● **STATED GOAL**:
Please edit the lines from the line with "Exercise. Mark every instance of the statue" up to and including the line with "[(24, 161), (149, 373)]", replacing "traffic light" with "stoplight" and leaving everything else unchanged, and return only those lines.
-- start MATERIAL SHOWN --
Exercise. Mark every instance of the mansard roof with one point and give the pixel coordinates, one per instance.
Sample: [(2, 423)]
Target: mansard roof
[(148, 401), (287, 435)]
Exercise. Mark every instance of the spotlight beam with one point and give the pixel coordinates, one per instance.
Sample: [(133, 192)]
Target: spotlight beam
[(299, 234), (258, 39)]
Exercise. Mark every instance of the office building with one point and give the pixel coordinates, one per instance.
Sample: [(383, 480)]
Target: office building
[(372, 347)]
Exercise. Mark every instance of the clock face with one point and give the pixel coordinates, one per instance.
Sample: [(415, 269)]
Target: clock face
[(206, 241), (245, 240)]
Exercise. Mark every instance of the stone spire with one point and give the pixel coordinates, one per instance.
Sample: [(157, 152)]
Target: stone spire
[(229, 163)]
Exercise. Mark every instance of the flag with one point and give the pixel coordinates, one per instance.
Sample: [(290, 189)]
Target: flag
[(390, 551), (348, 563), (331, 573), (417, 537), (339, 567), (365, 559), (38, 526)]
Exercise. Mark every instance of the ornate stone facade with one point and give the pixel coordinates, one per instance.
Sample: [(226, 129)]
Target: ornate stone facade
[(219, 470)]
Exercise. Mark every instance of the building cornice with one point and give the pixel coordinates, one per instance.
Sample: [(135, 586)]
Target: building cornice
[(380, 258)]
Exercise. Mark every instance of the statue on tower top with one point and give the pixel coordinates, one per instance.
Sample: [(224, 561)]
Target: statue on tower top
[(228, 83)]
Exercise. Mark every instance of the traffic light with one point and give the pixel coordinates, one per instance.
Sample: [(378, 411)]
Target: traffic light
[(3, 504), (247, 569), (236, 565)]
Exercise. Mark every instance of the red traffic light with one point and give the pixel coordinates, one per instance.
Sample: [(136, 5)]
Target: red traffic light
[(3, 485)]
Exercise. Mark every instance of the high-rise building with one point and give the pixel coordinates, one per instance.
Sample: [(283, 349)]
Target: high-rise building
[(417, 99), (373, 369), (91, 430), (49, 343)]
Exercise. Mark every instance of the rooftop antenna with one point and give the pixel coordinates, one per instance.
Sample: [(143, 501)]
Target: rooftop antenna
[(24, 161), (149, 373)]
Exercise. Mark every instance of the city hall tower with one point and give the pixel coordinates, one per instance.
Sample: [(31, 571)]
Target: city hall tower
-- end MATERIAL SHOWN --
● **OUTPUT FOR THIS EXERCISE**:
Exercise. Mark every instance of the statue on tower top with one point and give the pixel coordinates, one per instance.
Sample: [(224, 561)]
Target: statue on tower top
[(228, 83)]
Exercise. Mark every instance of the stoplight with one point and give the pixel coordinates, one per instance.
Sample: [(378, 411)]
Target: stoplight
[(3, 504), (247, 569), (236, 565)]
Exercise. Mark every instance of the red stoplight with one point and give the pixel coordinates, one per instance.
Sample: [(136, 5)]
Target: red stoplight
[(3, 485)]
Exercise. Mark every instance of the high-rise building with one point and give the pixel coordinates, one per instance.
Sample: [(283, 349)]
Target: high-rise building
[(417, 99), (373, 369), (91, 430), (49, 343)]
Exercise. Mark every instance of the rooftop antenna with one point and give the pixel coordinates, one per instance.
Sample: [(143, 501)]
Target: rooftop antenna
[(24, 161), (149, 373)]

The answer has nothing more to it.